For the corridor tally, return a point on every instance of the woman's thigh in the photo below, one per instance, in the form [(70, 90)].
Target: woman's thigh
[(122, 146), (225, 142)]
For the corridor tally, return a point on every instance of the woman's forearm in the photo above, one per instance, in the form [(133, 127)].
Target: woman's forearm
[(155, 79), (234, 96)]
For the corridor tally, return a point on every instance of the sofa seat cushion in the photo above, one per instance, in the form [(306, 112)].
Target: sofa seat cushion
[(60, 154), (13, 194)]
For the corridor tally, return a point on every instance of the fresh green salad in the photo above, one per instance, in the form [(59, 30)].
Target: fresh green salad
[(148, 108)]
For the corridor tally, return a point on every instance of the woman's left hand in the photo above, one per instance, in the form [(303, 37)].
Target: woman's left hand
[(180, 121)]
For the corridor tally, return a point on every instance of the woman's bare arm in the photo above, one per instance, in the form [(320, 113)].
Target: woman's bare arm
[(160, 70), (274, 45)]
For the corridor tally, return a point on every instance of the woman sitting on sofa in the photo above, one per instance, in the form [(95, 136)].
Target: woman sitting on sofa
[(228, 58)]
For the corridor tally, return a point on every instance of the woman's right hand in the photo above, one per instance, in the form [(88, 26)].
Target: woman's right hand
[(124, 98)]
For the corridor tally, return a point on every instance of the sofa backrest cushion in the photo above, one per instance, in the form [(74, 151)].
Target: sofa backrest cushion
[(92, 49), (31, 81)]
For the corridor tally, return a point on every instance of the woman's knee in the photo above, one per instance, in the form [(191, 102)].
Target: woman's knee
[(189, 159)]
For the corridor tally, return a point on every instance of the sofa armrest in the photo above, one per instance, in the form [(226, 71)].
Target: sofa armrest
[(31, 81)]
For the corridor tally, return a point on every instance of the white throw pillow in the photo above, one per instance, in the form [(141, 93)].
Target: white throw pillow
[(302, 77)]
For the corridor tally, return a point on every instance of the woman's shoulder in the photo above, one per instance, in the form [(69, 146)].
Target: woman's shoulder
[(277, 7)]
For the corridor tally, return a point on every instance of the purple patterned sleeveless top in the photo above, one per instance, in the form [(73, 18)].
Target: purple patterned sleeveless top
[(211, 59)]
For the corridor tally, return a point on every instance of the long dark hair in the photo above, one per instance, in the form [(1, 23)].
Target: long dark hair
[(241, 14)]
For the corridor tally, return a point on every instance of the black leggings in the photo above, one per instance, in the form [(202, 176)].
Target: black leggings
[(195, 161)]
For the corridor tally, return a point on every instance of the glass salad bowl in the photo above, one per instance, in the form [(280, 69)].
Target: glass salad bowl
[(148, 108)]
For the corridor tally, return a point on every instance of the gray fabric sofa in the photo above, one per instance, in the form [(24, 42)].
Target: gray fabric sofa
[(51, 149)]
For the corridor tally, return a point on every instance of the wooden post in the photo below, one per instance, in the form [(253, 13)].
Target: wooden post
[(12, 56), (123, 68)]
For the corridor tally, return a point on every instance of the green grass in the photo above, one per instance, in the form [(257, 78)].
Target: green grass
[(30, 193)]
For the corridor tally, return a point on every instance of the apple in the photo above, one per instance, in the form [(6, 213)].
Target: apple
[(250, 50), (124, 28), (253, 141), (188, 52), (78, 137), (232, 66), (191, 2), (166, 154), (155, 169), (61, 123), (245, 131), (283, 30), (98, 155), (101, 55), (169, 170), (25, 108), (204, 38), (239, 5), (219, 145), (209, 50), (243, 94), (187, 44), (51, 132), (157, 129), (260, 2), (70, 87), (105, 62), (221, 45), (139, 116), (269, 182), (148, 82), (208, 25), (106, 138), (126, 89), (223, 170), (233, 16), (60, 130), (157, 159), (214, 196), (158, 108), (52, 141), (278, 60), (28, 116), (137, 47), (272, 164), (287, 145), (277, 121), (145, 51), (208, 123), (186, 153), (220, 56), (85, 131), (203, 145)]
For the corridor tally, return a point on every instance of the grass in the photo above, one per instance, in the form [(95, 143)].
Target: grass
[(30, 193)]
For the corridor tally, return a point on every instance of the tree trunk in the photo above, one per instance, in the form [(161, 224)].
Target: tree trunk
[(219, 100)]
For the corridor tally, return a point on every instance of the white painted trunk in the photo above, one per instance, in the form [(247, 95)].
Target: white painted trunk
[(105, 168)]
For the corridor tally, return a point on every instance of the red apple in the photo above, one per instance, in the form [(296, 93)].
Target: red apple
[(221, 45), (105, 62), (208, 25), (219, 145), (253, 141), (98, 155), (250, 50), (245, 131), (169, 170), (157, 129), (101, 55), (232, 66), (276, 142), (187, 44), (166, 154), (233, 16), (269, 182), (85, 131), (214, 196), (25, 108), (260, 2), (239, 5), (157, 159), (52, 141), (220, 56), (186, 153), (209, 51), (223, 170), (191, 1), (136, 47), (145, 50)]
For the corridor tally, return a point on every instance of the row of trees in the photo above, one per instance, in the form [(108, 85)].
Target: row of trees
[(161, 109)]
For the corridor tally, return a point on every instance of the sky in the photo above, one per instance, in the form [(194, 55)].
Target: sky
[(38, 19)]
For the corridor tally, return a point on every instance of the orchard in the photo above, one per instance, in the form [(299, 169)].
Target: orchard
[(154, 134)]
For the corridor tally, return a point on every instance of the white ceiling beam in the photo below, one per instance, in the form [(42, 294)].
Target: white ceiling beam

→ **What to produce**
Pick out and copy the lines of the entries that hold the string "below".

→ **Reply**
For the corridor tally, return a point on every instance of the woman's thigh in the photo below, one per instance, in the form [(70, 90)].
For the corridor tally, return a point on every instance of the wooden post in the photo below, one per instance, in the form [(253, 13)].
For the corridor tally, return a point on every instance of the white ceiling beam in the photo below, one per instance, in the form [(42, 294)].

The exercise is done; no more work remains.